Devletin bir şeyler yapması gerektiğine ilişkin beklentinin,
inancın yok olmasıyla oluşan boşluk, doğru bilinçle
doldurulmazsa, zaten post-modernizmin hedefi durumundaki
kitlelerde kendiliğinden oluşan cılız düşünce, tümüyle
yok olabilir.
Devletin tüm bu niteliklerini, bu sonuçlara vardırmasa
da, kulakları çekilene kadar düzen medyası da yazdı-çizdi.
Öte yandan düzen medyasının insanlık değerleri açısından
korkunç boyutlardaki bir durumda, toplu gömülen cenazelere
gösterdiği haklı tepki, bazı yönleriyle bir çifte standarttı.
Çünkü bugün sergilenen, bir kaç yıl önce Antalya Serik'te
gerilla cesetleri kepçelerle parçalandığında, ortada
olmayan bir haklı tepkiydi... Bugünkü korkunç manzaraya
"bakamıyoruz" çığlıkları atan ve o gün ibret
olsun diye bu görüntüleri defalarca gösteren, aynı medyaydı.
────
◆ Yapılacak Çalışmalar
a. Seçilmiş metnin bir bölümünü hiç değiştirmeden yazın: "Devletin tüm bu" sözlerinin geçtiği yerden başlayın, "gösteren, aynı medyaydı." sözlerinden sonra durun.
b. Seçilmiş metni iki cümleyle özetleyin.

Koordinat etiketleme verileri
────
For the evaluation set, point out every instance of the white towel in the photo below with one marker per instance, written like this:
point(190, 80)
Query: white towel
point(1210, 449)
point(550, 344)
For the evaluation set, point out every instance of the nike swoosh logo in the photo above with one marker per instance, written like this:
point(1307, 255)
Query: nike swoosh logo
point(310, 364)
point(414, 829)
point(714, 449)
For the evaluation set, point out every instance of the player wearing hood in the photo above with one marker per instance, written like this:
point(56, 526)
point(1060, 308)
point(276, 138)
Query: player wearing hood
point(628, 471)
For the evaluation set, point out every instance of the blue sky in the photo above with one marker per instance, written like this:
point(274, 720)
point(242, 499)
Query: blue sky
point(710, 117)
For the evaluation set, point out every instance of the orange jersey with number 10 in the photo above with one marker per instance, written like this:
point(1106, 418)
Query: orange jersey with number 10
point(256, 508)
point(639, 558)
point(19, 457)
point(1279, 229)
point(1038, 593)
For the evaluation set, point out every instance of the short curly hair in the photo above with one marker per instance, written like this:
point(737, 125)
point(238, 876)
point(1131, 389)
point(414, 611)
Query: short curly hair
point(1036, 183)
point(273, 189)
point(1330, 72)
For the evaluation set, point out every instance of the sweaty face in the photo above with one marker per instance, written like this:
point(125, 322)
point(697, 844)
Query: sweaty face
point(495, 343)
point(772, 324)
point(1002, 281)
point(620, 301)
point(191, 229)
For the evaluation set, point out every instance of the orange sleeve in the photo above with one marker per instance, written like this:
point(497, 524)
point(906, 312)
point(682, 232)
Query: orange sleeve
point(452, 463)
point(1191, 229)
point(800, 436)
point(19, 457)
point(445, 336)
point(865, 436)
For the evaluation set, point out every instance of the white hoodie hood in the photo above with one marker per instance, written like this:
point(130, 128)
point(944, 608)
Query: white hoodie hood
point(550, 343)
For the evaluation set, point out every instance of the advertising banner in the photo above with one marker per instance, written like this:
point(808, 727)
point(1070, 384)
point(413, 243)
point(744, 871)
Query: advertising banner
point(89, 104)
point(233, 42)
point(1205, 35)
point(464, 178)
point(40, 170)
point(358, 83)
────
◆ Yanıtlar
a.
Devletin tüm bu niteliklerini, bu sonuçlara vardırmasa
da, kulakları çekilene kadar düzen medyası da yazdı-çizdi.
Öte yandan düzen medyasının insanlık değerleri açısından
korkunç boyutlardaki bir durumda, toplu gömülen cenazelere
gösterdiği haklı tepki, bazı yönleriyle bir çifte standarttı.
Çünkü bugün sergilenen, bir kaç yıl önce Antalya Serik'te
gerilla cesetleri kepçelerle parçalandığında, ortada
olmayan bir haklı tepkiydi... Bugünkü korkunç manzaraya
"bakamıyoruz" çığlıkları atan ve o gün ibret
olsun diye bu görüntüleri defalarca gösteren, aynı medyaydı.

b. Devletin bir şeyler yapması gerektiğine ilişkin inancın yok olmasıyla oluşan boşluk doğru bilinçle doldurulmazsa, kitlelerde kendiliğinden oluşan cılız düşünce tümüyle yok olabilir. Düzen medyasının toplu gömülen cenazelere gösterdiği haklı tepki bazı yönleriyle bir çifte standarttır, çünkü aynı medya birkaç yıl önce Antalya Serik'te gerilla cesetleri kepçelerle parçalandığında bu tepkiyi göstermemiş, o görüntüleri ibret olsun diye defalarca göstermiştir.